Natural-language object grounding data

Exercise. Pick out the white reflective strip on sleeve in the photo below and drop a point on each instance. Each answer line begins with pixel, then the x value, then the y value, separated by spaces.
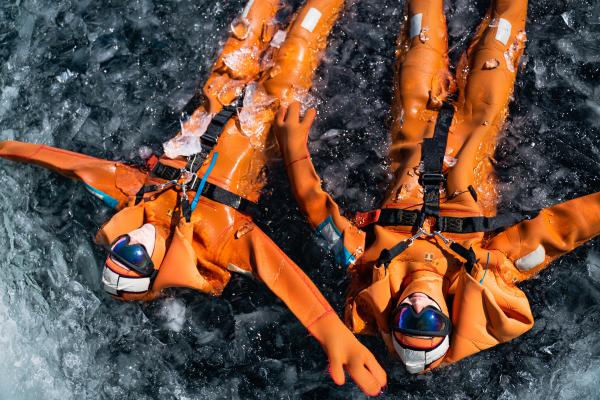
pixel 532 259
pixel 247 9
pixel 504 31
pixel 416 23
pixel 329 232
pixel 110 280
pixel 234 268
pixel 313 16
pixel 134 285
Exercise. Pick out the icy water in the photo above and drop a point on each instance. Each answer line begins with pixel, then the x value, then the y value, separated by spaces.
pixel 106 77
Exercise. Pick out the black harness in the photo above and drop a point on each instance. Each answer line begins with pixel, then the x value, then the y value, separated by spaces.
pixel 172 175
pixel 431 179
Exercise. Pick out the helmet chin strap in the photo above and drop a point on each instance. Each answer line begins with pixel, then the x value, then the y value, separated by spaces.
pixel 417 360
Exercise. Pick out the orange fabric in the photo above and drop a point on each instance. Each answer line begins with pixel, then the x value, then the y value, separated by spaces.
pixel 201 254
pixel 487 307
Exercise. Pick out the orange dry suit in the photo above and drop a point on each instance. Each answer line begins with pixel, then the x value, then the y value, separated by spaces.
pixel 221 152
pixel 469 261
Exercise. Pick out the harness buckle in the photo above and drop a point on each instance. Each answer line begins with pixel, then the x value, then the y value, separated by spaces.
pixel 429 179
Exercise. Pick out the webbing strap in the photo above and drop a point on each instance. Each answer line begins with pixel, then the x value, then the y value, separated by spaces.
pixel 397 217
pixel 215 128
pixel 387 255
pixel 209 191
pixel 432 159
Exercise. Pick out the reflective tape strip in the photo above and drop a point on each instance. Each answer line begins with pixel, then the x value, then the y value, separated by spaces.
pixel 504 31
pixel 108 200
pixel 115 283
pixel 416 23
pixel 110 279
pixel 312 18
pixel 328 231
pixel 247 9
pixel 335 242
pixel 532 259
pixel 134 285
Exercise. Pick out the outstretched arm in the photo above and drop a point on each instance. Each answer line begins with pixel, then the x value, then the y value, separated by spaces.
pixel 322 211
pixel 255 251
pixel 110 181
pixel 534 244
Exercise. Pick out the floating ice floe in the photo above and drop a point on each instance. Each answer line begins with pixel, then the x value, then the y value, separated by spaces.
pixel 187 142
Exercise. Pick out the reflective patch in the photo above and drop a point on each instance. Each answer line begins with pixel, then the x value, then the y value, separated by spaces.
pixel 334 242
pixel 108 200
pixel 532 259
pixel 235 269
pixel 133 285
pixel 313 16
pixel 328 231
pixel 110 280
pixel 504 31
pixel 247 9
pixel 416 23
pixel 114 283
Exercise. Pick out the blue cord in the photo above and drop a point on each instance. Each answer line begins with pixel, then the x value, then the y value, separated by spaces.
pixel 213 161
pixel 487 264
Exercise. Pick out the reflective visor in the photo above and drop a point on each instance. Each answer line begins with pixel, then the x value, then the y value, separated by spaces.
pixel 418 343
pixel 133 256
pixel 429 322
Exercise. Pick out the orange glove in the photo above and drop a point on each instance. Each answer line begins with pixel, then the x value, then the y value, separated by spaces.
pixel 346 353
pixel 323 213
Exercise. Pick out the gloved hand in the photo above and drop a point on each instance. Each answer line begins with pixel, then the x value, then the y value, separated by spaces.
pixel 346 353
pixel 292 132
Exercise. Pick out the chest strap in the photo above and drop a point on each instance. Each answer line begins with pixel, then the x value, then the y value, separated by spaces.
pixel 433 152
pixel 210 191
pixel 431 179
pixel 397 217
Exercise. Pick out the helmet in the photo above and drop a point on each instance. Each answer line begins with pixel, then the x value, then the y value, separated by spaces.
pixel 420 331
pixel 133 261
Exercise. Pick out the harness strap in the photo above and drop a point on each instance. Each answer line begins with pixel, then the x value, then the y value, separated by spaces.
pixel 387 255
pixel 433 151
pixel 210 191
pixel 215 128
pixel 397 217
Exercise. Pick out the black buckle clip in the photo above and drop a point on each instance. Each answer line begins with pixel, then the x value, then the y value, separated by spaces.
pixel 432 179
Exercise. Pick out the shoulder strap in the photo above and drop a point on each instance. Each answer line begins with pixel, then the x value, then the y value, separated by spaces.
pixel 432 159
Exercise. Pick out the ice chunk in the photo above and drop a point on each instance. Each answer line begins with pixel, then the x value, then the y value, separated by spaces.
pixel 242 61
pixel 173 312
pixel 187 142
pixel 278 39
pixel 257 109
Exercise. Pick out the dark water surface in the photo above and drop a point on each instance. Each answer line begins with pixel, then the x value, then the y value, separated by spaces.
pixel 106 77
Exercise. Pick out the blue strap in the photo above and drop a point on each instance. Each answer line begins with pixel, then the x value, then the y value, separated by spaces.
pixel 213 161
pixel 328 231
pixel 107 199
pixel 487 264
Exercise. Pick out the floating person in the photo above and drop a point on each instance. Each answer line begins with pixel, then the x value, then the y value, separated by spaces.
pixel 436 270
pixel 186 220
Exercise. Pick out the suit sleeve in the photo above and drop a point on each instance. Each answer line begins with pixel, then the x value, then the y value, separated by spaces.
pixel 557 230
pixel 344 239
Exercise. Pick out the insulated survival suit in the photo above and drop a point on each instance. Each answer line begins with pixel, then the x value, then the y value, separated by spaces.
pixel 438 232
pixel 186 218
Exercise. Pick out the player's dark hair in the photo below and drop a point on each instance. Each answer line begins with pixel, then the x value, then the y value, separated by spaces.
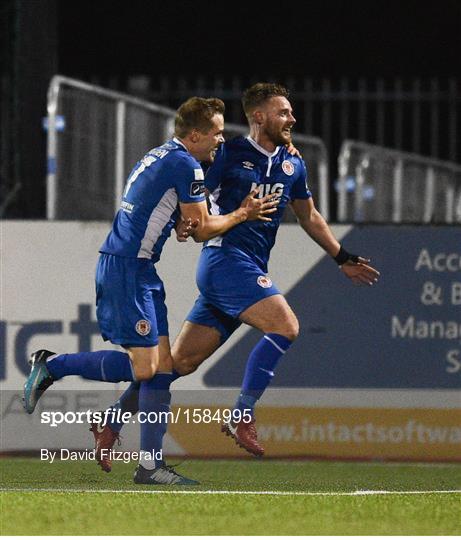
pixel 196 113
pixel 257 94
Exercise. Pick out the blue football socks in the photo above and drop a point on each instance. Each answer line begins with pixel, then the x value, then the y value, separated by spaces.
pixel 154 403
pixel 110 366
pixel 127 402
pixel 259 370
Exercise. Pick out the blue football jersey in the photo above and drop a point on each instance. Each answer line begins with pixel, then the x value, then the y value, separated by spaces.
pixel 165 176
pixel 240 166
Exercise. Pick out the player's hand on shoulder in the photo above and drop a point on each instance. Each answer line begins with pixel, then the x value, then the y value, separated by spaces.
pixel 185 228
pixel 260 208
pixel 292 150
pixel 359 271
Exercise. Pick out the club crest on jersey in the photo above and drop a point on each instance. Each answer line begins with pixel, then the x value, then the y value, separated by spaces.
pixel 288 167
pixel 264 282
pixel 143 327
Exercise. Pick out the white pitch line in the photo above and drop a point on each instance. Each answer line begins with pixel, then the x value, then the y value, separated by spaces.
pixel 224 492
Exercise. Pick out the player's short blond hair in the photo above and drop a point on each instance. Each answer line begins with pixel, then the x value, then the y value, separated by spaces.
pixel 196 113
pixel 257 94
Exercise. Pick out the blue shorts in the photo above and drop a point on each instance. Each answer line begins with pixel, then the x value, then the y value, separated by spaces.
pixel 130 301
pixel 229 282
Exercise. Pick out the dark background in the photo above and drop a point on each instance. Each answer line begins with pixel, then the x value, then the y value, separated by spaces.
pixel 324 38
pixel 109 42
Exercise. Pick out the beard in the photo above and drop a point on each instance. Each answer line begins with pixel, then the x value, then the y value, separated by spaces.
pixel 277 136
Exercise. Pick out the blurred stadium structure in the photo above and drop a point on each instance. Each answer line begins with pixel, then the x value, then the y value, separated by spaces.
pixel 96 135
pixel 380 185
pixel 415 114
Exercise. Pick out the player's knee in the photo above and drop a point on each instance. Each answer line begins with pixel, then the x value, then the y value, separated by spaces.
pixel 144 371
pixel 184 365
pixel 291 330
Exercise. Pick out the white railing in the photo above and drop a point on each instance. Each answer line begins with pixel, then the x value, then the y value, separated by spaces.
pixel 381 185
pixel 95 136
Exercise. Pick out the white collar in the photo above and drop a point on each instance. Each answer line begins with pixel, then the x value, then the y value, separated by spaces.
pixel 261 149
pixel 177 141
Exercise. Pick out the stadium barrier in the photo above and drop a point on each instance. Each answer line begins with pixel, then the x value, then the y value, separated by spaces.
pixel 95 136
pixel 374 374
pixel 381 185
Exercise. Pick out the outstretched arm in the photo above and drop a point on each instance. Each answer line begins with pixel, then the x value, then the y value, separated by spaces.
pixel 354 267
pixel 205 226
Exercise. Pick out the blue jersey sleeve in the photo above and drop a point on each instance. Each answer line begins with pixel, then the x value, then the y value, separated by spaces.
pixel 300 189
pixel 214 172
pixel 189 181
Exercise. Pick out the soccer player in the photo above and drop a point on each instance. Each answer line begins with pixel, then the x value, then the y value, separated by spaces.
pixel 130 298
pixel 232 270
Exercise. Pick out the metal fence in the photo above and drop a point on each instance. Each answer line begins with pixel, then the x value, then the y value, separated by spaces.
pixel 95 136
pixel 380 185
pixel 419 115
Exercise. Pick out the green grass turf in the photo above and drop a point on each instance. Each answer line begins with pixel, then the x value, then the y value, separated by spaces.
pixel 74 513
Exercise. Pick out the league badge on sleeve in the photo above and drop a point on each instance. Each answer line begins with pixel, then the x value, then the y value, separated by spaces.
pixel 264 282
pixel 288 167
pixel 143 327
pixel 197 189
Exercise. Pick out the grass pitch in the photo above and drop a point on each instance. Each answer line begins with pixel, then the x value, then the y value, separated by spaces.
pixel 288 497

■ **TASK DETAILS**
Write out exactly the final stretch of the records: the line containing "Exercise. Pick out the league" and every line after it, through the last, and nothing else.

■ **EXERCISE OUTPUT**
Exercise. Pick out the league badge on sleeve in the photo above and drop a point on each instance. Each answer line begins with pixel, then the x value, then the y value, separated by spaces.
pixel 264 282
pixel 288 167
pixel 143 327
pixel 197 189
Exercise. Pick out the grass pitch in the photo above and drop a point on each instance. Each answer line begins with pixel, then the x value, then the y value, separated by spaces.
pixel 288 497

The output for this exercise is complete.